Your reply should hold only the lines from the one containing "Task: indicate the narrow" to the final line of the listing below, restated word for word.

---------- MATERIAL FOR THE TASK ----------

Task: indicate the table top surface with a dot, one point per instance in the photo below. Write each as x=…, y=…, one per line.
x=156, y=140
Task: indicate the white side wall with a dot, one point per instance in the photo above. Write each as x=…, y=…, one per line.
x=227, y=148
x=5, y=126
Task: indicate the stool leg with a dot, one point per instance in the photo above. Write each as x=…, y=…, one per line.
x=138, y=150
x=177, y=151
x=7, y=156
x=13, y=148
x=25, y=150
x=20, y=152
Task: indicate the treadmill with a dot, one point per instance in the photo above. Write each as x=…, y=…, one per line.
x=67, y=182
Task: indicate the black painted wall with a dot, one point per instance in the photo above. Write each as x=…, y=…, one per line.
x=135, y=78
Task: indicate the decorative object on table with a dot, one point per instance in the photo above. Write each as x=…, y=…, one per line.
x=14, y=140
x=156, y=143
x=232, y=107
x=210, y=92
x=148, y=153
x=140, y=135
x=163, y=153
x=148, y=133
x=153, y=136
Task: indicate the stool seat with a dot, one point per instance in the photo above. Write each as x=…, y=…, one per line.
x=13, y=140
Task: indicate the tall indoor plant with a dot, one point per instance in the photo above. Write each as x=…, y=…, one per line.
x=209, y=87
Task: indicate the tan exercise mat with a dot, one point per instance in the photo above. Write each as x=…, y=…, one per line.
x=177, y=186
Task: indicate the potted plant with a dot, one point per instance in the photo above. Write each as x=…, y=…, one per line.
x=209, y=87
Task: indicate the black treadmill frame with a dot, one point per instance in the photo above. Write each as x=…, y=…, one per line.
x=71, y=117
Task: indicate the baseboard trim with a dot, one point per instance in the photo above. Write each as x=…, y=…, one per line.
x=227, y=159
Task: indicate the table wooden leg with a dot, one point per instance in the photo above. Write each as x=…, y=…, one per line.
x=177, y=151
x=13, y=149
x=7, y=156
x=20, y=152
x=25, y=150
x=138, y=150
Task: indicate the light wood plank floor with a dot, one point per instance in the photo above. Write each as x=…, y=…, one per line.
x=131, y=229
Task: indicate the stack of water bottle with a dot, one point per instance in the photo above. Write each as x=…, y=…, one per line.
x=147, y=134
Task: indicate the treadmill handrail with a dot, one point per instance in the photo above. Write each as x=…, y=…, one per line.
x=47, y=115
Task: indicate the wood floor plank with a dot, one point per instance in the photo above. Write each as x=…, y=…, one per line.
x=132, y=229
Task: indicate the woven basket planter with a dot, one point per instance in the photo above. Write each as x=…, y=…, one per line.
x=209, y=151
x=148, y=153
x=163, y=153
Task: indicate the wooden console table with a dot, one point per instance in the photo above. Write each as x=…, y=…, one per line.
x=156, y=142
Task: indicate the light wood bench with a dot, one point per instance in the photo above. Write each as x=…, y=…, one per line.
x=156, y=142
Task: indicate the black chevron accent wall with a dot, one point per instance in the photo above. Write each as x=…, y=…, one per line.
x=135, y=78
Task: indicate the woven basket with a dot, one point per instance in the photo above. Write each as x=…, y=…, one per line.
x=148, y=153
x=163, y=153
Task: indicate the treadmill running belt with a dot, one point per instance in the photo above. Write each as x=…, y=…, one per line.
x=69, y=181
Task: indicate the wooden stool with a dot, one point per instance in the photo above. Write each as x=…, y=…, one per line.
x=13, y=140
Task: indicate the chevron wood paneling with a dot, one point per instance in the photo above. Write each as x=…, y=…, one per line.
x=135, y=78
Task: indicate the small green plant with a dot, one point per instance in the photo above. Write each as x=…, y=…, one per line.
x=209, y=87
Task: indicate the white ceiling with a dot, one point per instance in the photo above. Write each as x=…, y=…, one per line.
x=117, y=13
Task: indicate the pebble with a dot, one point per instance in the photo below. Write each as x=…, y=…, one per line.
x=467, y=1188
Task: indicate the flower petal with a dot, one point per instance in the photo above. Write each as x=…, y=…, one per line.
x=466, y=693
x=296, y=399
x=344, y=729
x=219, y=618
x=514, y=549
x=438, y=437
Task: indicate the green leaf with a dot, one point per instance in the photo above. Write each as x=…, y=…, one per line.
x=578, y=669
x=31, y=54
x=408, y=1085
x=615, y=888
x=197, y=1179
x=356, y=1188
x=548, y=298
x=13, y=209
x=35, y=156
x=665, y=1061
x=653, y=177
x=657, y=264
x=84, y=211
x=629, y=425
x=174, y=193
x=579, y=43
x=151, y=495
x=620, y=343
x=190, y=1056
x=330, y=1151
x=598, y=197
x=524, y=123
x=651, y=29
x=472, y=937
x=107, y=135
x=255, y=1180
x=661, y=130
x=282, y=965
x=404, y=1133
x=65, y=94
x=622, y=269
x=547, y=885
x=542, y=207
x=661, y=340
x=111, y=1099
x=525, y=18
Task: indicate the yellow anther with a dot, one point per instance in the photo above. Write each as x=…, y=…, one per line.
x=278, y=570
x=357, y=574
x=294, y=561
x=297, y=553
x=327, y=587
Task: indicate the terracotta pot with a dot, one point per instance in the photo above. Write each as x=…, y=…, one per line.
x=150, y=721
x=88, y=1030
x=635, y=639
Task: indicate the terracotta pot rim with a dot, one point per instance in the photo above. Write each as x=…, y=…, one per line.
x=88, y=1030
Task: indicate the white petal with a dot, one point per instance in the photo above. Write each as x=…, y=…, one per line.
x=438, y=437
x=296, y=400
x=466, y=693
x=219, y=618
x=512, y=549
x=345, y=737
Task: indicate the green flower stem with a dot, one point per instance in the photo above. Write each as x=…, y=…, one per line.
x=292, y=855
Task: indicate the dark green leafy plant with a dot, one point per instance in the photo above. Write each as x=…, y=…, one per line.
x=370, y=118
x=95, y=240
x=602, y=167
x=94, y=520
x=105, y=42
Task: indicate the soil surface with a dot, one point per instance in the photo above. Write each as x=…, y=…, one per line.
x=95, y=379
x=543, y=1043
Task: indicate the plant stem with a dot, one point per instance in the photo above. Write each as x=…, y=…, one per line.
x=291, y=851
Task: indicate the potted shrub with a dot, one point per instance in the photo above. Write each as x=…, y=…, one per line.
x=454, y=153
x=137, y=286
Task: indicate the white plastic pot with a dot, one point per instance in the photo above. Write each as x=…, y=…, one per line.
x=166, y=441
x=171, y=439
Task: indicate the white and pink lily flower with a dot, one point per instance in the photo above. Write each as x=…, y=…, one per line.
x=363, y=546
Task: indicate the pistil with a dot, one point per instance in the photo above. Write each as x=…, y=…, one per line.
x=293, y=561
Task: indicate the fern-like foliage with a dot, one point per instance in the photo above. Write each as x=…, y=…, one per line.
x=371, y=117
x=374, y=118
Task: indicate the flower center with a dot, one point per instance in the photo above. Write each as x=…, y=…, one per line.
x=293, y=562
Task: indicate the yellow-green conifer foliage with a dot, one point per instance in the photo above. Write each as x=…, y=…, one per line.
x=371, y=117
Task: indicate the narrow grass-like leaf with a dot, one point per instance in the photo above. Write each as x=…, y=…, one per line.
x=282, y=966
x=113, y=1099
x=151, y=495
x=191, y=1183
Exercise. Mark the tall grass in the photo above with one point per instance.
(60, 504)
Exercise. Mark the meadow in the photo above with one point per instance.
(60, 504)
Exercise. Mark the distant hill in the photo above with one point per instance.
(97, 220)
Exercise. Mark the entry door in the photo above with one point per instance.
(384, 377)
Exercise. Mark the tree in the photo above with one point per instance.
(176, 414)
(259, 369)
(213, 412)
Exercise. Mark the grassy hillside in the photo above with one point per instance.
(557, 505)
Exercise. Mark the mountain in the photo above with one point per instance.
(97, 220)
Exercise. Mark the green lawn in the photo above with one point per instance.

----------

[COMPLETED EXERCISE]
Task: indicate the narrow grass-like leaf with a dot, one point per instance in the photo above. Write each as x=…, y=…, one per line.
x=282, y=966
x=113, y=1099
x=151, y=495
x=191, y=1183
Exercise. Mark the tall grass in the photo above with one point per instance.
(60, 504)
Exercise. Mark the meadow in the photo above with one point per instance.
(60, 504)
Exercise. Mark the distant hill in the photo above with one point per instance.
(97, 220)
Exercise. Mark the entry door in the photo above with one point per instance.
(384, 377)
Exercise. Mark the tree in the photo above with one point per instance.
(176, 414)
(259, 369)
(213, 412)
Exercise. Mark the grassy hillside in the photo above with one point per instance.
(557, 505)
Exercise. Mark the mountain in the photo above with one point per instance.
(97, 220)
Exercise. Mark the green lawn in the photo above with one point per instance.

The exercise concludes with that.